The Supreme Court at Rockhampton has granted a psychiatrically injured plaintiff, Ellie Wilson, a time extension. Ellie can now seek personal injury compensation for medical negligence after 22 years of delay. Her claim alleges she suffered a psychiatric injury because Mackay Base Hospital negligently caused the death of her sister Kate. Ellie was 4 years old at the time and her sister Kate who sadly passed away was just 2 years old.
Mackay Base Hospital sends sick baby home
On 27 February 1999, Kate Wilson was 2 years old when she got sick with vomiting and diarrhoea. Her mother took her to Mackay Base Hospital. At the time, Kate’s sister Ellie was 4 years old. Mackay Base Hospital assessed Kate and discharged her home. Ellie recalls that after Kate returned home, Kate was unable to get up and play and appeared to be ignoring Ellie. Ellie witnessed Kate vomiting large volumes of dark brown fluid. Kate was returned to Mackay Base Hospital by an ambulance. Tragically, she died on arrival, less than 3 hours after her initial discharge.

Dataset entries
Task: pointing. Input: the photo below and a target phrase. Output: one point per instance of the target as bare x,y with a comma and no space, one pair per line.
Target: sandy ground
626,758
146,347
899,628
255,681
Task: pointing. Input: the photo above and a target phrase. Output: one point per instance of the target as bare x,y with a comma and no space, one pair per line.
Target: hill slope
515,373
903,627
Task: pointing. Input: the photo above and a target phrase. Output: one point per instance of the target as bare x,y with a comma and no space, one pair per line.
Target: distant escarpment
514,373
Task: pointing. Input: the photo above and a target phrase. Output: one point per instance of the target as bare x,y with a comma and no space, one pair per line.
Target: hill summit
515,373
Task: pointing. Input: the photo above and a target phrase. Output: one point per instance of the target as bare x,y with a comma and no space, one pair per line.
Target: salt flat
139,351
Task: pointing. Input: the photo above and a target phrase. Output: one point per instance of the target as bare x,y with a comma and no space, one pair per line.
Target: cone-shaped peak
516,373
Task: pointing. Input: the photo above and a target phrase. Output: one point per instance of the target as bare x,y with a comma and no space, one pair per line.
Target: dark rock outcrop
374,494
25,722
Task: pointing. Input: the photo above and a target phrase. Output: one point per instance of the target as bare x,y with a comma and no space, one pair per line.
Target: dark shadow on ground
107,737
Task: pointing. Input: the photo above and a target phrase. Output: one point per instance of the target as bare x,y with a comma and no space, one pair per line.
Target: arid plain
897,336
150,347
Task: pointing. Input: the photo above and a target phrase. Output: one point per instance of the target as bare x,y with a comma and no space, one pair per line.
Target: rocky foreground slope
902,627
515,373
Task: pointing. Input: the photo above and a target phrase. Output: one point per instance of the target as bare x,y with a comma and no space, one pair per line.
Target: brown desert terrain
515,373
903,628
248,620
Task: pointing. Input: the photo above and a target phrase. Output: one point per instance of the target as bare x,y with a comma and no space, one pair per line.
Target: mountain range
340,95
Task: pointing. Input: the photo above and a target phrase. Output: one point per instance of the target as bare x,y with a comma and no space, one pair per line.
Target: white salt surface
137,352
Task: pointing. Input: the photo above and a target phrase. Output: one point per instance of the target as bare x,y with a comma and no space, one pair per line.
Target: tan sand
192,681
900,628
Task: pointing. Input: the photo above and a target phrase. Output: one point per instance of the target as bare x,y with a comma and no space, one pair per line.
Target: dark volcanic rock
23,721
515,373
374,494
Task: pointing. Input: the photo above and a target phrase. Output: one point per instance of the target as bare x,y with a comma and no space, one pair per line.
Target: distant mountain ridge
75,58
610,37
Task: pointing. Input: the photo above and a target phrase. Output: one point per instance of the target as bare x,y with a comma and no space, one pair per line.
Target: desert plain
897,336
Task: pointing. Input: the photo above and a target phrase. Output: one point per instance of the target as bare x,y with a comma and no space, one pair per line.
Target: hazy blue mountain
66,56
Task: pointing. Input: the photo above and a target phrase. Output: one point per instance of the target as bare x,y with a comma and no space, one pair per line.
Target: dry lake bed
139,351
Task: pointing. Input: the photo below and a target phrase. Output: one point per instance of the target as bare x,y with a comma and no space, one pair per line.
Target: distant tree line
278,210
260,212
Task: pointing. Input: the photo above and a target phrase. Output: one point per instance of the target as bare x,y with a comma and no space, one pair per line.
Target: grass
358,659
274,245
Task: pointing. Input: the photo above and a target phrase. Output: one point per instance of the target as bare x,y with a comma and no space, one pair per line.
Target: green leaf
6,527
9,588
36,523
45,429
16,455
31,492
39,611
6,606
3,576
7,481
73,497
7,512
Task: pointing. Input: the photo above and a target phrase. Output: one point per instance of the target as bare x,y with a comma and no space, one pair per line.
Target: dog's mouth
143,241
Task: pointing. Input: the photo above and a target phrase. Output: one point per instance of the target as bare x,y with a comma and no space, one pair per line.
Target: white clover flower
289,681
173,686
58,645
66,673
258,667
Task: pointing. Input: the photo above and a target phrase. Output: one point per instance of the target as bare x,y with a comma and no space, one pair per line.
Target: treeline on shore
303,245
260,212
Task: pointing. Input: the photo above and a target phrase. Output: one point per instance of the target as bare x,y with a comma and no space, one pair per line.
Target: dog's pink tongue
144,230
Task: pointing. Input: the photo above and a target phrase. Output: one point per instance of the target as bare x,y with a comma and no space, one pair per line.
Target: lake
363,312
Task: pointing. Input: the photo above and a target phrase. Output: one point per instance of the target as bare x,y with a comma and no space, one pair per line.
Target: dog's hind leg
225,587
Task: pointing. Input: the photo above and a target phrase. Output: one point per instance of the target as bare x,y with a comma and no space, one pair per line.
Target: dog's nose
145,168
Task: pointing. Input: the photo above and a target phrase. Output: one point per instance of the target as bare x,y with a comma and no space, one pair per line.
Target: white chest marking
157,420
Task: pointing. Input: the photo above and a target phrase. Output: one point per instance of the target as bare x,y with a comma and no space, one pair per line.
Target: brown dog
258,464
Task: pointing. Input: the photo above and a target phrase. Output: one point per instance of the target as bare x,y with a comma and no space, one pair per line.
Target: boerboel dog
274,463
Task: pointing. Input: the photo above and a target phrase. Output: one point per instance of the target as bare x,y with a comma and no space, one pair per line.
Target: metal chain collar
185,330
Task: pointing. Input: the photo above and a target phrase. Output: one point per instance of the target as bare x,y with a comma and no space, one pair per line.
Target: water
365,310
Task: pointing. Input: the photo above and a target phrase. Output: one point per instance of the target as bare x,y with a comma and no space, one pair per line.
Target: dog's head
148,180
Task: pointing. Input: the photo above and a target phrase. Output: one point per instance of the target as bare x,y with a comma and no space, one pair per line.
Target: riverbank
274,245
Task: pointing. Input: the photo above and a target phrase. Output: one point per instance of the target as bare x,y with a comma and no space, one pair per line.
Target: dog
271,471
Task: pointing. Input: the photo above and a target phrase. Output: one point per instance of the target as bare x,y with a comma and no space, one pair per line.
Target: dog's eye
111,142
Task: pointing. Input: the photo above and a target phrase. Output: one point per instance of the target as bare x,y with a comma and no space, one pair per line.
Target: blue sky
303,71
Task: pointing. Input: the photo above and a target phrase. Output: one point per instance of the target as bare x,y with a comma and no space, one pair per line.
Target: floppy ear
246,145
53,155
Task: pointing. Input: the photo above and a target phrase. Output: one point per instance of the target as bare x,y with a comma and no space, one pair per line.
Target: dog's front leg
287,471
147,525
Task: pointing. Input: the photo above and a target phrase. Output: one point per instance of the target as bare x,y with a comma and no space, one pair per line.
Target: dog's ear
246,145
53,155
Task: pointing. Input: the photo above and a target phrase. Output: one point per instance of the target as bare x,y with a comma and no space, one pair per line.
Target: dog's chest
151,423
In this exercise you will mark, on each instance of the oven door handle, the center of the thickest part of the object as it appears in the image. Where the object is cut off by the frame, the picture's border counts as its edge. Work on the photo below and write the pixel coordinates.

**WORK INSTRUCTIONS**
Set down the part of the court ruling text starting with "The Supreme Court" and going on through "2 years old.", word for word. Please rely only on the court ruling text for this work, not on the data.

**SOLUTION**
The Supreme Court at Rockhampton has granted a psychiatrically injured plaintiff, Ellie Wilson, a time extension. Ellie can now seek personal injury compensation for medical negligence after 22 years of delay. Her claim alleges she suffered a psychiatric injury because Mackay Base Hospital negligently caused the death of her sister Kate. Ellie was 4 years old at the time and her sister Kate who sadly passed away was just 2 years old.